**WORK INSTRUCTIONS:** Each line below needs to be printed again exactly.

Referring expression pointing data:

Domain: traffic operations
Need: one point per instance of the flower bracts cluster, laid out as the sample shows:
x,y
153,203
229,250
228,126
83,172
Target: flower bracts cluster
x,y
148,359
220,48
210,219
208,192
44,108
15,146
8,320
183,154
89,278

**YOUR RESPONSE:**
Domain: traffic operations
Need: one point per instance of the flower bracts cluster, laid out as the sample shows:
x,y
153,203
229,250
228,126
83,172
Target: flower bracts cluster
x,y
148,359
220,48
210,219
208,192
44,108
15,146
8,320
183,154
89,278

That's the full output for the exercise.